Objective: Extract each line in the listing below that contains the word "knit". Case counts, so only count matches with the same capitalization.

Records for the task:
[start]
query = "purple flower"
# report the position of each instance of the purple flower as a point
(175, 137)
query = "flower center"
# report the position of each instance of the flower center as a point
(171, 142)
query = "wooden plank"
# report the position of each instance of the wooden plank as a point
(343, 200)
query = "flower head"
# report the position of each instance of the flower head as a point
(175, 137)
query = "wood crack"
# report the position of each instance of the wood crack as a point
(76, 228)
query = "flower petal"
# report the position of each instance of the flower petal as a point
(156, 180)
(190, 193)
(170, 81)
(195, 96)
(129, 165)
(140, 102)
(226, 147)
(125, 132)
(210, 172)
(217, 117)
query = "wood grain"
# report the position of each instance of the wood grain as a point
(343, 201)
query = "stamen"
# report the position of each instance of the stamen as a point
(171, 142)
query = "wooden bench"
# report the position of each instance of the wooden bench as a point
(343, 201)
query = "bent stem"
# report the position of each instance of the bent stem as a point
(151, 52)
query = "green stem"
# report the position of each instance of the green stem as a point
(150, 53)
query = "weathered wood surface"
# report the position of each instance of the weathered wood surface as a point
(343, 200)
[end]
[start]
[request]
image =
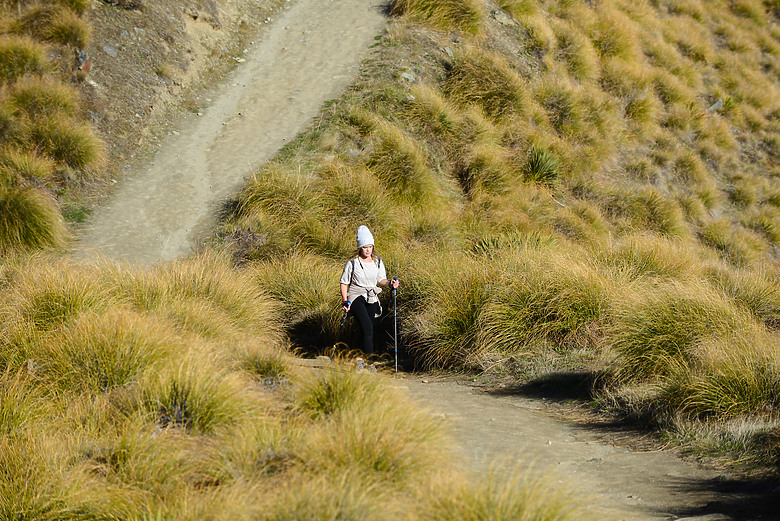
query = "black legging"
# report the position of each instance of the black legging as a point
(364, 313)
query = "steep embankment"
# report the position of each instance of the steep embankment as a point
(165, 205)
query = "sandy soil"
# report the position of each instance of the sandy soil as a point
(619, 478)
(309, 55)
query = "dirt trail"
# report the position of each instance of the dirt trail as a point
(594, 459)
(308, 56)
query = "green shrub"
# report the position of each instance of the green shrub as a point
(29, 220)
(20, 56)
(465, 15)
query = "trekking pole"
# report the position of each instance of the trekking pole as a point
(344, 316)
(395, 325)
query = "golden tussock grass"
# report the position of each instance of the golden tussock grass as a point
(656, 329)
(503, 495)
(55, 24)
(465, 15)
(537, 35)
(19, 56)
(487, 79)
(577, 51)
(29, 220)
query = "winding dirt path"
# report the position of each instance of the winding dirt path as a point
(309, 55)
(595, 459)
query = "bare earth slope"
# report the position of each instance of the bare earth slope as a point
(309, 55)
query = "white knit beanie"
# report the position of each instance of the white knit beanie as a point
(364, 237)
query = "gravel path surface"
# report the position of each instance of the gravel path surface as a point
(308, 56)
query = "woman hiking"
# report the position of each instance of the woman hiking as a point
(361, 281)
[end]
Answer for this exercise:
query = "white knit beanie"
# report the position of each instance of the white knit beanie as a point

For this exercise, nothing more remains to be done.